--- 本文 ---

さよならテリー・ザ・キッド

おとなをからかっちゃいけないよ

ジャパンテレビの長寿演芸番組『頂点』編

鶴見亜門っぽい人「はい、ストップストップ!」
坂井「なに試合の邪魔してんだよ、いいとこだったのに!この試合に明日のドームの出場権がかかってたんだぞ!(注・かかってない)」
本多「なんだよ亜門さん、こんなお正月らしい色紋付の着付けに時間がかかって、出てくるのが遅くなったんでしょ」
鶴見亜門っぽい人「さっきからお前ら、俺のことを亜門亜門ってなんだよ!さてはお前ら、ウチのダメ従兄弟がやってるプロレスのチームのやつらか?えー、皆さん、あけましておめでとうございます。私、鶴見亜門の従兄弟で、日本最大のテレビ局・ジャパンテレビの超人気演芸番組『頂点』のディレクター兼総合司会を務めております、三流亭鶴見と申します。我々の番組は皆さんご存知の通り、40年以上も続く超人気番組で、今回はですね、新春特別企画として夜9時から生放送が急遽決定しました。今から収録を行いたいと思います」
本多「ちょっと待ってくれよ、冗談は顔だけにジローラモ*1
鶴見が本多にバックブロー一撃。
鶴見「お前らしつこいよ!俺は人生落語一筋、プロレスなんて一度も見たことないんだ」
坂井「アンタが亜門だろうが三流亭なんとかだろうがぶっちゃけどうでもいいよ。それよりもあんた、部外者がこの神聖なリングで土足に上がったほうが問題なんだ!ここはプロレスの聖地・後楽園ホールだぞ!」

--- 資料一覧 ---
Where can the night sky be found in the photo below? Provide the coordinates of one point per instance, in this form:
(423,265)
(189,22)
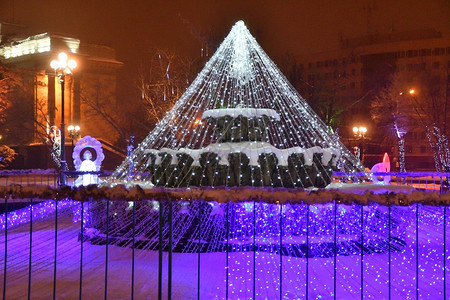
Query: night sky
(136,28)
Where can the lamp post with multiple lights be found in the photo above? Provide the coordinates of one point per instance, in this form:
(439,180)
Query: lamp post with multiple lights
(360,132)
(63,67)
(74,132)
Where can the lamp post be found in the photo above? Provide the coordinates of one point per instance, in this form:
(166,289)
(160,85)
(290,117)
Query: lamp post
(63,67)
(74,132)
(360,132)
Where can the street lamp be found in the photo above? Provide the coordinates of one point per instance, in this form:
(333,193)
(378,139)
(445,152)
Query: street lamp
(360,132)
(74,132)
(63,67)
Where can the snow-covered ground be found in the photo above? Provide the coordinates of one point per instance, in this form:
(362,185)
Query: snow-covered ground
(243,267)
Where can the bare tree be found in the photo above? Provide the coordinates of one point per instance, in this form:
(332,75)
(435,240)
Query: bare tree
(414,97)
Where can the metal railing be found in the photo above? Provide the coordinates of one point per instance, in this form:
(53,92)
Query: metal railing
(48,177)
(166,249)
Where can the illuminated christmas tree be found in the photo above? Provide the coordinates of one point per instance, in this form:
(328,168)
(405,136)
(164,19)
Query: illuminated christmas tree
(240,123)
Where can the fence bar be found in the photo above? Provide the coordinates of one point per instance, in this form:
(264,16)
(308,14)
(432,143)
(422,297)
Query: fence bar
(31,246)
(160,248)
(389,250)
(6,247)
(56,247)
(307,251)
(362,252)
(81,249)
(169,275)
(107,248)
(417,250)
(199,246)
(132,250)
(335,248)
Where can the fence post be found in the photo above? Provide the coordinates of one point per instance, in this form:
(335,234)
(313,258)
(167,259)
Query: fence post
(169,275)
(254,249)
(199,246)
(228,237)
(6,247)
(307,251)
(107,248)
(389,249)
(417,250)
(362,251)
(335,248)
(132,250)
(56,247)
(445,250)
(81,249)
(31,246)
(281,251)
(160,248)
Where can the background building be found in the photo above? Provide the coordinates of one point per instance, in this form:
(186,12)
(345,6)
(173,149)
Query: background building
(93,82)
(355,73)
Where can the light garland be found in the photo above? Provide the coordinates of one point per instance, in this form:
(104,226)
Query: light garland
(239,76)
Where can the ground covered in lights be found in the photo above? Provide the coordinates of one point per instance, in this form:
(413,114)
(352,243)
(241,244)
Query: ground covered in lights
(212,269)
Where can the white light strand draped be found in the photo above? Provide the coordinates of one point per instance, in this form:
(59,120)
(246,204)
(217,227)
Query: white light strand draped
(239,75)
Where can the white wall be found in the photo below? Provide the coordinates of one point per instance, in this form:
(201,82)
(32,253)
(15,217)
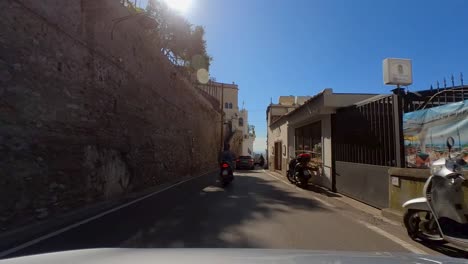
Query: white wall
(279,133)
(326,179)
(231,96)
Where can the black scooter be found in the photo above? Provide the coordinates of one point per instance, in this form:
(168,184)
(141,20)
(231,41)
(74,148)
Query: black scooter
(226,173)
(299,171)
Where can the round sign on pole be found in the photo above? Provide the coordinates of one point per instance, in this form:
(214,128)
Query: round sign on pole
(397,71)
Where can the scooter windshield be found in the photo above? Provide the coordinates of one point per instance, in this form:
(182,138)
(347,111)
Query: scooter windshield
(447,204)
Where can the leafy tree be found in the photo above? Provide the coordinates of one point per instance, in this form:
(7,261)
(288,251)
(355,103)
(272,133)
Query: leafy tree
(183,43)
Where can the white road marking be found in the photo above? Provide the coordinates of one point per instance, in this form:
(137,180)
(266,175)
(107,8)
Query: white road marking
(287,183)
(64,229)
(431,260)
(395,239)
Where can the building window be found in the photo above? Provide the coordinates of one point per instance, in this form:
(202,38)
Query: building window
(308,140)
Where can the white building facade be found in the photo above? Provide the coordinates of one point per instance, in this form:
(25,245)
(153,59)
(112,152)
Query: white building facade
(305,126)
(237,130)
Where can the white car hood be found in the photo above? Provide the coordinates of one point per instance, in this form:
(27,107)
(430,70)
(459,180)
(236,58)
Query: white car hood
(230,256)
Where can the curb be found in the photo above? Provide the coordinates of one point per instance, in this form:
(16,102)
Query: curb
(17,236)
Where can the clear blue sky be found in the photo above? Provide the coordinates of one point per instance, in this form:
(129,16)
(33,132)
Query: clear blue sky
(299,47)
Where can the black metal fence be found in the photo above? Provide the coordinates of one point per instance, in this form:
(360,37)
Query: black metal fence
(365,133)
(424,99)
(371,132)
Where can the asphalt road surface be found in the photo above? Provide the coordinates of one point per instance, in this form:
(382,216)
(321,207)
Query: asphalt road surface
(257,210)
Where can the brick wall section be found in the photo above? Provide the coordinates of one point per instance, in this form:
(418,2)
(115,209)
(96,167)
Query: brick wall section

--- 課題 ---
1. 本文の寸劇で、坂井は自分たちが今いる場所をどこだと言っていますか。
2. 後楽園ホールのリングを舞台にした本文の寸劇を、最後のせりふの次から続けて書いてください。

--- 解答 ---
1. プロレスの聖地・後楽園ホールだと言っています。

2.
鶴見「わかっちゃいねえなあ、ここ後楽園ホールはジャパンテレビグループの持ち物なんだよ。そして我々は40年以上も毎週『頂点』の収録をしてきてんだ。つまりここでは、いかなるイベントよりも『頂点』の収録が優先されるようにできてんだよ!」
美術スタッフさん達が素早く『笑点』に激似のセットを組み立て始める。あ、ホールの北側ステージに客席がなかったのはこの為か・・・!
鶴見「ここに来てる観客だって、お前ら4流レスラーが手売りで集めた親戚や中学校の同級生だろ?みんな義理で来てんだよ。どこの世界に正月からプロレス見に来るバカがいるんだよ?みんな家でお笑い番組を見たいに決まってんだよ。だったら『頂点』の収録を見られるほうがいいだろ?」
坂井「いったいどうやったらそんな意味わかんねえ理屈が通用するんだ。プロレスの試合中に大喜利するなんて………(後ろ振り返って)ああ!勝手にセットが組まれている!」
鶴見「この美術を担当してくださっているのは㈱つむら工芸さんといいまして、テレビのセットだけではなく吉本新喜劇の舞台づくりも担当なさっている業界の第一人者なんですよー」
ここで会場、「おおー」だって(笑)。


ここで色紋付の藤岡メガネ登場。「師匠!大変です!」と鶴見に耳打ち。
鶴見「ええー!大喜利のレギュラーメンバー全員が楽屋で息を引き取った!?死因はなんなんだ?」
藤岡「老衰です!」
鶴見「ええー!レギュラー6人全員が!?」
藤岡「6人、ほぼ同時に息を引き取りました」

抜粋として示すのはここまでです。